● **Problems to solve**
• 1. Based on the text on sporting street art in Australia, decide whether each statement agrees with it: (a) Australian athletes have been painted by street artists more and more since 2000; (b) the artworks are usually put in hidden, out-of-the-way spots; (c) sports organizations or sponsors often pay for the artworks. For each, answer yes or no and quote the words of the text that decide it.
• 2. Reproduce part of the text on sporting street art in Australia word for word, starting with "Australian athletes have" and going on through "organisations or sponsors.".

● **Selected text**
↓↓↓
= List of sporting street art in Australia =

Australian athletes have increasingly been painted by street artists since 2000. This artwork is often in prominent locations and celebrates athlete achievements, sporting competitions and events and societal issues. The artworks are often commissioned by sports organisations or sponsors.

Street art is often not permanent and many of the artworks in this list many no longer exist at the location specified.
↑↑↑
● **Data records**
↓↓↓
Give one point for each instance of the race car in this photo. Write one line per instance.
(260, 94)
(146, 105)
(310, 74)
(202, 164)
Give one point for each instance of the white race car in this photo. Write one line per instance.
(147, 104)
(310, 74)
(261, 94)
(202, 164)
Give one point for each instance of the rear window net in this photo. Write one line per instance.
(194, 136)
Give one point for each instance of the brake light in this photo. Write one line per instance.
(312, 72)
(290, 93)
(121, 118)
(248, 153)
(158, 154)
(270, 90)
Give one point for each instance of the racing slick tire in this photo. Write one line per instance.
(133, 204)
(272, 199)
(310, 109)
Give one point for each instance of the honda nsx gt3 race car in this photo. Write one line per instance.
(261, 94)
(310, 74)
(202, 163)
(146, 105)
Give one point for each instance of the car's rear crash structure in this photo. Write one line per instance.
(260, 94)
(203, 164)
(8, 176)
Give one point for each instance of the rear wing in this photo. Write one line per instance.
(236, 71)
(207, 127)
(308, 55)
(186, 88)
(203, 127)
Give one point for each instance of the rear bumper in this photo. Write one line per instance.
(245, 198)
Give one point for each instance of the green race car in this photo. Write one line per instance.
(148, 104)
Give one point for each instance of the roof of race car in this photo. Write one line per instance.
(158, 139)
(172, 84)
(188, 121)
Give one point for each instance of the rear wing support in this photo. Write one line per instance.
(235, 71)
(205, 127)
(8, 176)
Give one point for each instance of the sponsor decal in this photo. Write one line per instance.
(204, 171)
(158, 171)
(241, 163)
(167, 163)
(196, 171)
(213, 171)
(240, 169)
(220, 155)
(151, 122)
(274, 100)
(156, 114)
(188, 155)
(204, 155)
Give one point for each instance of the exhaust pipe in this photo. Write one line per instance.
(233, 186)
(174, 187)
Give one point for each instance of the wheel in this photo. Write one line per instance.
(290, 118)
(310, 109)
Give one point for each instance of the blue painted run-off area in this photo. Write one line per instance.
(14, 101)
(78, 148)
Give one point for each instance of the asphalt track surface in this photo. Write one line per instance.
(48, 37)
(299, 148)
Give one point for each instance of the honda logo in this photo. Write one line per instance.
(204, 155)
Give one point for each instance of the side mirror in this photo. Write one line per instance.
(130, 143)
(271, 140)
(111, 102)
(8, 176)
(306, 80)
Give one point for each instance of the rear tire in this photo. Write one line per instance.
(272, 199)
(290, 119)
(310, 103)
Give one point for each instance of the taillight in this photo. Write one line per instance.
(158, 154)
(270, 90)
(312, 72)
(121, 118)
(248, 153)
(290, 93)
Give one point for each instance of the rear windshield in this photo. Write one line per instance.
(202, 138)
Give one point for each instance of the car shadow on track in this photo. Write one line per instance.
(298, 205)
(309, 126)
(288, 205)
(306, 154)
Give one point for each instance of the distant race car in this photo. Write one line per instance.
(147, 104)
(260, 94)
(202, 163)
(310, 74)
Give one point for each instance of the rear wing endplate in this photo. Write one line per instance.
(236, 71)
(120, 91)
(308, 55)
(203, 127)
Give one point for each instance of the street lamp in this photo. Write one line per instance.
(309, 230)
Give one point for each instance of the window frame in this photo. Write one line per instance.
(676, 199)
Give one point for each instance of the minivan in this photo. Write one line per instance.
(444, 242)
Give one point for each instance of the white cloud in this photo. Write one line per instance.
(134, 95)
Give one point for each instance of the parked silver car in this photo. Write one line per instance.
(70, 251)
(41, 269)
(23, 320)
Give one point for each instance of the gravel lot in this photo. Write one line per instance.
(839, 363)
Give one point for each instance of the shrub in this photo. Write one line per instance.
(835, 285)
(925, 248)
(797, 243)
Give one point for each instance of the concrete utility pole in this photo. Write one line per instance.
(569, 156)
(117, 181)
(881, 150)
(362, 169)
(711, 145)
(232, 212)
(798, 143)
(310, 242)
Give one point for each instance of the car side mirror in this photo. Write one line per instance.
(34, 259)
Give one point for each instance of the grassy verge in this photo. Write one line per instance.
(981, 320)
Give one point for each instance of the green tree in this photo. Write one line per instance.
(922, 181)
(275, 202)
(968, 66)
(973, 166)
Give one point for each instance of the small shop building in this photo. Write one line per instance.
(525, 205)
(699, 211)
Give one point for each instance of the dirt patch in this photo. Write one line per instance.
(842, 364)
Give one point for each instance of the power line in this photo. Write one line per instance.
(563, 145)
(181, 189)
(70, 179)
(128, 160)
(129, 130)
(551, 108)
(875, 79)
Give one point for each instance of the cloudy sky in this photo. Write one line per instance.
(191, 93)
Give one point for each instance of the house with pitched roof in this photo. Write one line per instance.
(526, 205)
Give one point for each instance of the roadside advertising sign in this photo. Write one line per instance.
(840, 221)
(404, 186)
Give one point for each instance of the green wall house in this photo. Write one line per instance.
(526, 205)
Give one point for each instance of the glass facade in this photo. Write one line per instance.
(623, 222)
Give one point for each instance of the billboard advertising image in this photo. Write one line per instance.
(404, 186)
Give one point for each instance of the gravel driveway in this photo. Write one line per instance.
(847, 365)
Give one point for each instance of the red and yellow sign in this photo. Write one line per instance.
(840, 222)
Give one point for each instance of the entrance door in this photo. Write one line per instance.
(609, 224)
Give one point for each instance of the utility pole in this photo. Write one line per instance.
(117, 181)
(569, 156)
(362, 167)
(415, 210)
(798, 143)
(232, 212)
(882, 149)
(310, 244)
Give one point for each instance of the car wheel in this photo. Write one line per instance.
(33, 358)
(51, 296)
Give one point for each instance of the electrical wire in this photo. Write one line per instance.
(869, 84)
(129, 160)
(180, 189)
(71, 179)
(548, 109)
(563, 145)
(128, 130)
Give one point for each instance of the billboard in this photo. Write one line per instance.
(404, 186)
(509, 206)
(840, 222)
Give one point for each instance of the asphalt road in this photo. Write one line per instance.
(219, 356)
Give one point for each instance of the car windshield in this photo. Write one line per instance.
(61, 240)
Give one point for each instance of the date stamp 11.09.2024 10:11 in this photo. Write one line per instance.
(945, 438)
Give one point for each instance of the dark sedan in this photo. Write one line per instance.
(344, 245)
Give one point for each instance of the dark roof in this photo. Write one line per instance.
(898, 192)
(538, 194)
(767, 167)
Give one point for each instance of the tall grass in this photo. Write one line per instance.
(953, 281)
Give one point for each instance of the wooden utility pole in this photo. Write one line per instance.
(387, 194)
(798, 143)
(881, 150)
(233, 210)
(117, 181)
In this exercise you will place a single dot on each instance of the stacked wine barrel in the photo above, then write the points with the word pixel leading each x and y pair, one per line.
↑↑↑
● **Exercise responses**
• 1.
(a) Yes: "Australian athletes have increasingly been painted by street artists since 2000."
(b) No: "This artwork is often in prominent locations"
(c) Yes: "The artworks are often commissioned by sports organisations or sponsors."

• 2.
Australian athletes have increasingly been painted by street artists since 2000. This artwork is often in prominent locations and celebrates athlete achievements, sporting competitions and events and societal issues. The artworks are often commissioned by sports organisations or sponsors.